INSTRUCTIONS FOR THE TASK » Put everything from the line containing "target: person in stands" down to the end of the data below into a JSON list of strings, one string per line, with blank lines left out.

INPUT FOR THIS TASK »
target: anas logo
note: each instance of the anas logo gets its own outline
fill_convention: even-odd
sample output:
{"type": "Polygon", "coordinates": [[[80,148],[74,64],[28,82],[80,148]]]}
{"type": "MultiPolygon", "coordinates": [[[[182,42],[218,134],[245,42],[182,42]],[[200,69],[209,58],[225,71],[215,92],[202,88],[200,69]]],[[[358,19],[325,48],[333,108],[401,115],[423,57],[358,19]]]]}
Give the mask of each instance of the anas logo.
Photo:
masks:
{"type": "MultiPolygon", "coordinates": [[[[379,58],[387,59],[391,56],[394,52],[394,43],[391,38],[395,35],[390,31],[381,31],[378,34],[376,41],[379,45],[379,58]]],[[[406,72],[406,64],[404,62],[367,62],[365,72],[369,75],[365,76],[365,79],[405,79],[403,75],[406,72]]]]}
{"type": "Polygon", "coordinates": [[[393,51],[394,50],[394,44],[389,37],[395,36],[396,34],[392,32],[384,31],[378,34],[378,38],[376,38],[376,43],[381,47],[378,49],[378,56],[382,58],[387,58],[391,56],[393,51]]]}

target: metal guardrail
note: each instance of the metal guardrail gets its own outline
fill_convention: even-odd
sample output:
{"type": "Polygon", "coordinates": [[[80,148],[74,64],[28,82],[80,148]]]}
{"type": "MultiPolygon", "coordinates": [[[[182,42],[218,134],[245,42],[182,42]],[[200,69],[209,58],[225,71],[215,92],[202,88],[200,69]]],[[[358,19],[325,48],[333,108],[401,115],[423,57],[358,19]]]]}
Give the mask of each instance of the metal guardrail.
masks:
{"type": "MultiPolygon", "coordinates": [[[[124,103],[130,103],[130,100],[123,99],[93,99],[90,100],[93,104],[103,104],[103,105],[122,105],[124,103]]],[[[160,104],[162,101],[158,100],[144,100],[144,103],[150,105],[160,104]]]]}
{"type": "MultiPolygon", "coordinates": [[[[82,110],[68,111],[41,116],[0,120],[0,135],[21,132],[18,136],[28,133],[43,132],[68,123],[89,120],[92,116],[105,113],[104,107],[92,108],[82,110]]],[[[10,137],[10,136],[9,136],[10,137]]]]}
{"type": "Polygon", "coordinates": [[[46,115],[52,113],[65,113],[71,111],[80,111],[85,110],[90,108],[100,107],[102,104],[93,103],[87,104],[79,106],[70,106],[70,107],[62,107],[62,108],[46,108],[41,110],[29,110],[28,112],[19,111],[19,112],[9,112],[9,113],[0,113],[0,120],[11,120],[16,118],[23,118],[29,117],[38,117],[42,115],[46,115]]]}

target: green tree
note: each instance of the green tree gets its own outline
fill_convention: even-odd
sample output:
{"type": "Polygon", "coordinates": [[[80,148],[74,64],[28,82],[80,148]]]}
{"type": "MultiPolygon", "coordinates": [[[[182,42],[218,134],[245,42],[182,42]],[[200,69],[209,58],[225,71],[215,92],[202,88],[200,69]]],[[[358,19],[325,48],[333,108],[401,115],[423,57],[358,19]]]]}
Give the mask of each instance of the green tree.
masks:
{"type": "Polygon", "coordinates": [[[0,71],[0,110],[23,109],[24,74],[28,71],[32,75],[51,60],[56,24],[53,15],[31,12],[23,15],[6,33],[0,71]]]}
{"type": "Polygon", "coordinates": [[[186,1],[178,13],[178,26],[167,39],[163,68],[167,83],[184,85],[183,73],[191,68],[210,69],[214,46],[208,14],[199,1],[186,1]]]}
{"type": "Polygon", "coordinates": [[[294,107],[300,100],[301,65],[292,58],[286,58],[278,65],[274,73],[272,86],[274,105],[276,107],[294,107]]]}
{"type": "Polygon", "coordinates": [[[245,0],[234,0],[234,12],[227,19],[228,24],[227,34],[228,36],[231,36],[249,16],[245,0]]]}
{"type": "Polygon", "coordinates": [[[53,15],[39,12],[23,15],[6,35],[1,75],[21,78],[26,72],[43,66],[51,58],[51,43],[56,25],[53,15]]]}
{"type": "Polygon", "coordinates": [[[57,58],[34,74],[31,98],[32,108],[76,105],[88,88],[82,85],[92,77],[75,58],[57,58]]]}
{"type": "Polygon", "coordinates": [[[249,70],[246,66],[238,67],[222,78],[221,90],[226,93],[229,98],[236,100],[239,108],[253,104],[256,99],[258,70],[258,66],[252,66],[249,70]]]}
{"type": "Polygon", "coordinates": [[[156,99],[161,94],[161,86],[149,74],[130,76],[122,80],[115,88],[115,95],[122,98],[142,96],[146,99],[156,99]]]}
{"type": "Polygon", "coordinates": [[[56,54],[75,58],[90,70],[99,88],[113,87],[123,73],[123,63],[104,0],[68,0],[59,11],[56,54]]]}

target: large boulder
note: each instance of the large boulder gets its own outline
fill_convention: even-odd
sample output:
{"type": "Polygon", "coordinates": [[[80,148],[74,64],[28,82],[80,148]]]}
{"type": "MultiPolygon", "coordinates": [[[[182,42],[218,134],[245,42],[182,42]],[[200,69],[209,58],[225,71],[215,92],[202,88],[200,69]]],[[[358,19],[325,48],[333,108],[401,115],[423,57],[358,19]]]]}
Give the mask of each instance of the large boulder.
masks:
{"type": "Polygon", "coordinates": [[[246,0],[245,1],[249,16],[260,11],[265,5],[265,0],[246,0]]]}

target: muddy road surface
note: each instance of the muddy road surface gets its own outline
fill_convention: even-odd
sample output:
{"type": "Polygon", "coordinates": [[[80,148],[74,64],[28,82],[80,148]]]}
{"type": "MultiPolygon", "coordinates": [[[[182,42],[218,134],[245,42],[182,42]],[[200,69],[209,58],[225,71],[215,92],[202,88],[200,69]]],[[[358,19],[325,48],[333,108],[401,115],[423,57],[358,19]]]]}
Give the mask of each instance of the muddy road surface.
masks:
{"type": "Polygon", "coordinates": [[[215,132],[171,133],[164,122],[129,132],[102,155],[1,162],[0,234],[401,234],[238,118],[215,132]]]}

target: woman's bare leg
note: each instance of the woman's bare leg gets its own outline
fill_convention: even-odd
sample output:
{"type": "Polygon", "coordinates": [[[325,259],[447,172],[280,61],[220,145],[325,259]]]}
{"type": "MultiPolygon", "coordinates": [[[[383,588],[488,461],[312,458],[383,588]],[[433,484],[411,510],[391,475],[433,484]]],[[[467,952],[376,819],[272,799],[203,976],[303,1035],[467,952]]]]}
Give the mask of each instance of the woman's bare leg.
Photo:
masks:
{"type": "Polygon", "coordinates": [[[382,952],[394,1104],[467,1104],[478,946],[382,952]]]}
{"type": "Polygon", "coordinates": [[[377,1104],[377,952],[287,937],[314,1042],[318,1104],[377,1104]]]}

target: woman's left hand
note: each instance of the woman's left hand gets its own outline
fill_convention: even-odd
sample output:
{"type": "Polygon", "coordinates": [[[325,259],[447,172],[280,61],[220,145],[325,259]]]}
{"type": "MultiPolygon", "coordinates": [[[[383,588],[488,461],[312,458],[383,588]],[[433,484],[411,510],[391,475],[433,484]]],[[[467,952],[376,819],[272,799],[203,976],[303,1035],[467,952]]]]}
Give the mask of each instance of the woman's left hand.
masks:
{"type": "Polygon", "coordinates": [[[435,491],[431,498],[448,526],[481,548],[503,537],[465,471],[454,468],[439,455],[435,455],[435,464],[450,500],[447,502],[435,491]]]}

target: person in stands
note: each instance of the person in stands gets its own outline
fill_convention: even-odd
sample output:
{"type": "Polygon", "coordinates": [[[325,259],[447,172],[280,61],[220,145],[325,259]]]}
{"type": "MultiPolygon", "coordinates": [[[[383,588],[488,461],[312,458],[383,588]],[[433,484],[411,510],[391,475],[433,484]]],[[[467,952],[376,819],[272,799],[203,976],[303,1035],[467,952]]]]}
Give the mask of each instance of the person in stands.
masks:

RESULT BELOW »
[
  "target: person in stands",
  "note: each instance of the person in stands gets its own outline",
  "fill_convention: even-odd",
  "sample output:",
  "{\"type\": \"Polygon\", \"coordinates\": [[[325,259],[447,172],[280,61],[220,145],[325,259]]]}",
  "{\"type\": \"MultiPolygon\", \"coordinates\": [[[[383,588],[488,461],[312,458],[383,588]],[[433,484],[411,510],[391,475],[433,484]]],[[[467,952],[376,819],[272,799],[203,976],[303,1035],[467,952]]]]}",
  "Give the mask of each instance of the person in stands.",
  "masks:"
]